• [Supplied information]
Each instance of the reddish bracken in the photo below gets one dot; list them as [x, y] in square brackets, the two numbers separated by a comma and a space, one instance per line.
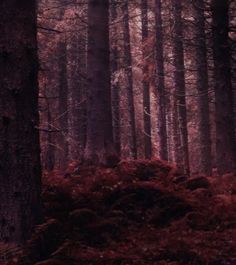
[139, 212]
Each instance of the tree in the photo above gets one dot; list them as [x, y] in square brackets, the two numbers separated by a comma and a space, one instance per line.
[224, 103]
[63, 104]
[160, 82]
[19, 137]
[99, 144]
[179, 80]
[129, 75]
[115, 83]
[146, 86]
[202, 88]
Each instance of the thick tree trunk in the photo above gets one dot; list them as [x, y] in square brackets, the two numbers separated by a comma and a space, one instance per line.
[129, 74]
[179, 80]
[76, 55]
[63, 105]
[99, 144]
[20, 171]
[146, 86]
[225, 137]
[115, 83]
[49, 162]
[160, 83]
[202, 87]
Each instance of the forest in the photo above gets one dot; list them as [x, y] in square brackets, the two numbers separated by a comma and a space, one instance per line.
[118, 132]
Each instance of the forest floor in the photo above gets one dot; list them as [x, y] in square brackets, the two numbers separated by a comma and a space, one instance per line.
[140, 212]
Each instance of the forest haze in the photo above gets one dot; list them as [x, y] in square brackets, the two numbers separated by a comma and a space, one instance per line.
[117, 127]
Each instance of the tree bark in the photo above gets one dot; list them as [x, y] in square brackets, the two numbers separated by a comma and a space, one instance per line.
[129, 74]
[99, 145]
[160, 82]
[146, 86]
[115, 83]
[63, 105]
[224, 103]
[202, 88]
[20, 172]
[179, 80]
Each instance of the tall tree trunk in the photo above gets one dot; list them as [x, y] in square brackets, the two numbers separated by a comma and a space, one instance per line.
[224, 105]
[179, 80]
[146, 86]
[50, 149]
[115, 83]
[76, 55]
[20, 173]
[160, 82]
[202, 88]
[99, 144]
[63, 106]
[129, 74]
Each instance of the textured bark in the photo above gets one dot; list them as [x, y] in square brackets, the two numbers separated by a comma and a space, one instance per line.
[160, 83]
[99, 144]
[50, 149]
[76, 54]
[63, 105]
[19, 137]
[224, 105]
[129, 74]
[179, 80]
[115, 83]
[146, 85]
[202, 87]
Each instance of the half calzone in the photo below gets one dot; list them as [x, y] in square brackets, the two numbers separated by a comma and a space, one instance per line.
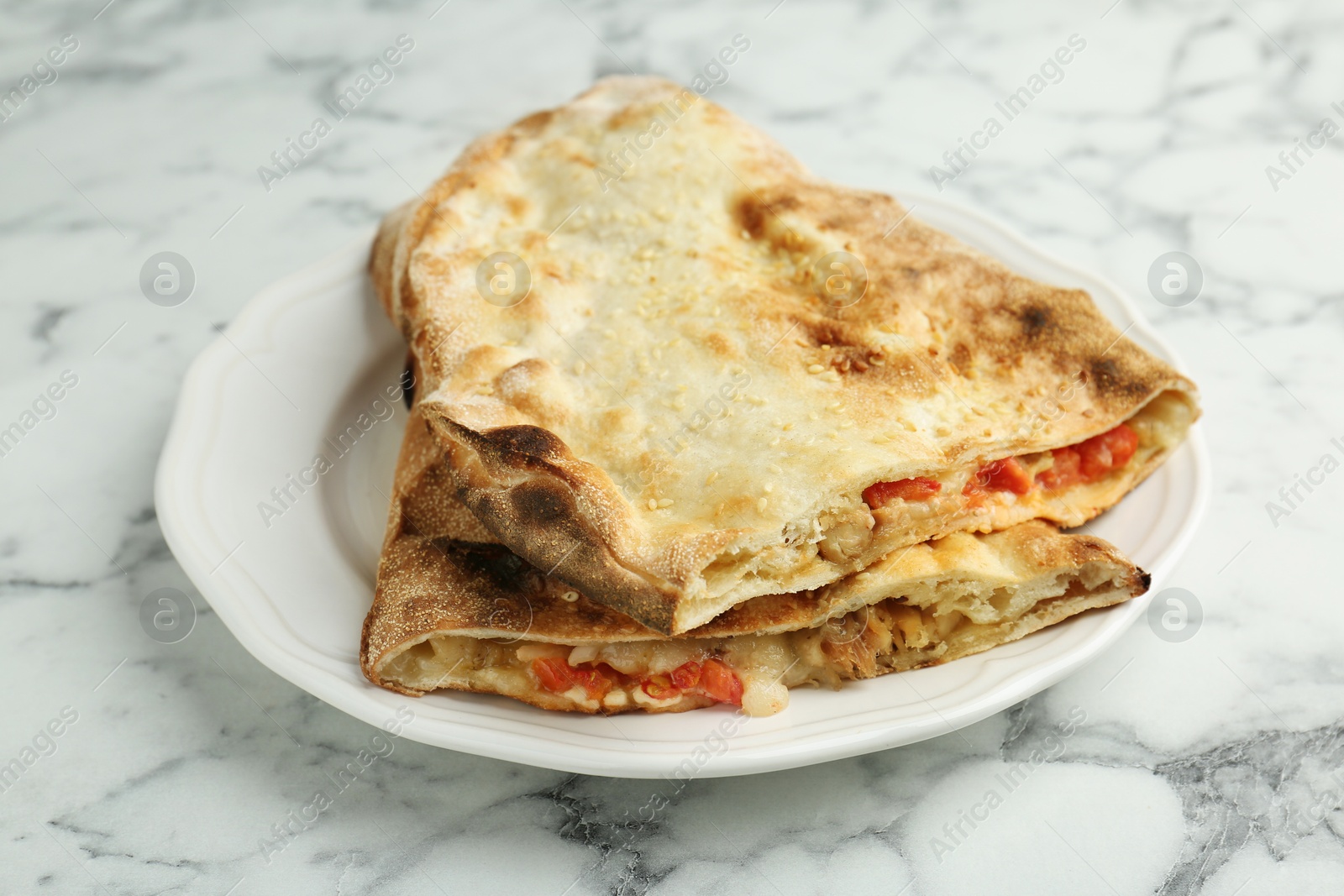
[456, 610]
[676, 371]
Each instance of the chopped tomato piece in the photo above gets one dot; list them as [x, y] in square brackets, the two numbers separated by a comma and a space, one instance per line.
[1104, 453]
[1000, 476]
[558, 676]
[916, 490]
[554, 673]
[687, 674]
[660, 688]
[1066, 470]
[595, 683]
[615, 674]
[719, 683]
[1092, 459]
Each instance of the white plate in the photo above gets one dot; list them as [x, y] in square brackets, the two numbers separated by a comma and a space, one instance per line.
[309, 354]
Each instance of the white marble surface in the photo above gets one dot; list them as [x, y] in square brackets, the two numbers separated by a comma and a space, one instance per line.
[1200, 765]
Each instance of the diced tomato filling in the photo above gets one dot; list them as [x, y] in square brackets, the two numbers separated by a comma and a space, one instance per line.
[1104, 453]
[1089, 461]
[1065, 472]
[687, 674]
[719, 683]
[714, 679]
[558, 676]
[916, 490]
[1000, 476]
[660, 688]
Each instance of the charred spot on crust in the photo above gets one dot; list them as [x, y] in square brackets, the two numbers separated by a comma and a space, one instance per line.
[960, 358]
[1034, 320]
[542, 501]
[1112, 379]
[524, 439]
[495, 563]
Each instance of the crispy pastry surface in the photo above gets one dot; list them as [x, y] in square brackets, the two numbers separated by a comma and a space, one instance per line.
[676, 419]
[452, 605]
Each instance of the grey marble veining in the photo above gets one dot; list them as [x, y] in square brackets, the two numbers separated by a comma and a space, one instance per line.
[1209, 766]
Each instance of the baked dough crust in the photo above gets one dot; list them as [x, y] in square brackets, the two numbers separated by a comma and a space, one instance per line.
[454, 607]
[674, 421]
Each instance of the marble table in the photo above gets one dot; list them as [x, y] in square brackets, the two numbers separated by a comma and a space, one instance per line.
[1211, 765]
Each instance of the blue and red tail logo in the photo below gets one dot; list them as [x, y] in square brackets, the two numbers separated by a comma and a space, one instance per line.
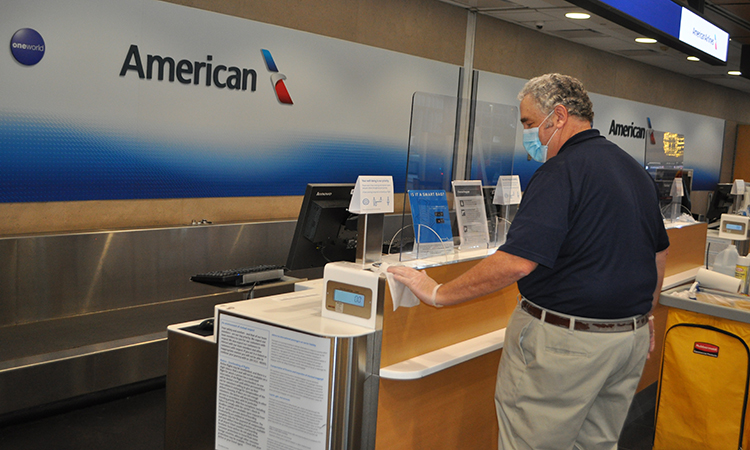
[277, 79]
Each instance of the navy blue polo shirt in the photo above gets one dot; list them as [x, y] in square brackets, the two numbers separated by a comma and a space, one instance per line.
[590, 218]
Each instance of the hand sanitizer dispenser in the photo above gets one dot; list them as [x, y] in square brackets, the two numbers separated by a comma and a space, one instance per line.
[352, 294]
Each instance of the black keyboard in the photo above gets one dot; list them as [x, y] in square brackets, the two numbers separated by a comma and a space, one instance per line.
[241, 276]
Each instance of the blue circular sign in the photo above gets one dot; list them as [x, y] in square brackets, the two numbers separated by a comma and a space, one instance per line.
[27, 46]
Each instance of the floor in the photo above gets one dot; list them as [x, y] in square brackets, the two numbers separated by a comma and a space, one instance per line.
[137, 422]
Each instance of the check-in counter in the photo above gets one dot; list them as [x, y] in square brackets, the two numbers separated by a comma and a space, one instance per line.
[437, 367]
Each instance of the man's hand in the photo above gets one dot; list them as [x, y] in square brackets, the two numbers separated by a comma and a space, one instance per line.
[417, 281]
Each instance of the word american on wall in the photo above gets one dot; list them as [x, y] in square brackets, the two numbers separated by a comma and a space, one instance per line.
[618, 129]
[188, 72]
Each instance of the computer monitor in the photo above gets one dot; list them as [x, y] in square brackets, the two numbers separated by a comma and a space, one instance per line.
[720, 203]
[326, 231]
[664, 177]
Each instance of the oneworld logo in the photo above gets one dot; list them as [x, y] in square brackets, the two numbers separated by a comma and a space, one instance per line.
[27, 46]
[277, 79]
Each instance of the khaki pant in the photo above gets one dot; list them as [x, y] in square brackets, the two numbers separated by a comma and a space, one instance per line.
[560, 389]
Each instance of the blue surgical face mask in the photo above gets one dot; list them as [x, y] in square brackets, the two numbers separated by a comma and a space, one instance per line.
[533, 145]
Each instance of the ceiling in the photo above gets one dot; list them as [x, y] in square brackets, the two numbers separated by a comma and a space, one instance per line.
[548, 17]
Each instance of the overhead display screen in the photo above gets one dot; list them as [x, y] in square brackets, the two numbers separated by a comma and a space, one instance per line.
[667, 21]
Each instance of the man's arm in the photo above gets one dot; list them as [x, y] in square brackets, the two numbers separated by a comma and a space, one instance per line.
[492, 274]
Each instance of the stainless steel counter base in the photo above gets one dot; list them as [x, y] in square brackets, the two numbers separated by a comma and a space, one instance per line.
[86, 312]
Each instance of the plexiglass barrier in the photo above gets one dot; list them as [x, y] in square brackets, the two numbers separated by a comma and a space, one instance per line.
[429, 222]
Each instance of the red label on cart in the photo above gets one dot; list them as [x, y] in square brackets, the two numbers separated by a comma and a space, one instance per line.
[702, 348]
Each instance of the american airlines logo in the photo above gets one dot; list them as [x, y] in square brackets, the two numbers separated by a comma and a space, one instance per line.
[277, 79]
[706, 37]
[205, 72]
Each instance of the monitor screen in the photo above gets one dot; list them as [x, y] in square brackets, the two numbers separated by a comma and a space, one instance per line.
[720, 203]
[326, 231]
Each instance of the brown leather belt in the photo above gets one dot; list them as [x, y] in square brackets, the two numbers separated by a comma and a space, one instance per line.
[595, 326]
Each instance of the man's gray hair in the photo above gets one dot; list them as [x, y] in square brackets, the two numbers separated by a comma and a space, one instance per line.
[554, 89]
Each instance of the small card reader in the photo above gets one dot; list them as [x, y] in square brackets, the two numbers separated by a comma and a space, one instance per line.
[734, 227]
[351, 294]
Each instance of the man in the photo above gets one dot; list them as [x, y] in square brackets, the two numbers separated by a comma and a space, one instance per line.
[588, 250]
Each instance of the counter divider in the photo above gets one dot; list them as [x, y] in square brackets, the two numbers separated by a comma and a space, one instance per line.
[441, 359]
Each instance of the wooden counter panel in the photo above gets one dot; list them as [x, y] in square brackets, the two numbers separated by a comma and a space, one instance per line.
[653, 363]
[410, 332]
[687, 248]
[452, 409]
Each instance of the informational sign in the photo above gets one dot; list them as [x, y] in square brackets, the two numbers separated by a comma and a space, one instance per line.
[508, 190]
[272, 387]
[431, 219]
[372, 195]
[470, 214]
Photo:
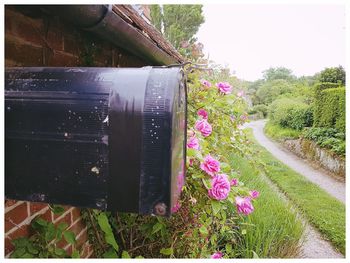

• [Job] Which lines in the data above contain the string "bark"? Show each of them in full, and count only matches with the same letter case.

• [Finished answer]
Each instance of the tree bark in the photo above gets one dot; list them as [x, y] in square brackets, the two numbers separated by a comma and a space, one instance per line.
Each instance of the textured bark in the photo above gets one dot; list them as [x, y] in square brackets, the two numbers separated by a comma and a space, one instance per line.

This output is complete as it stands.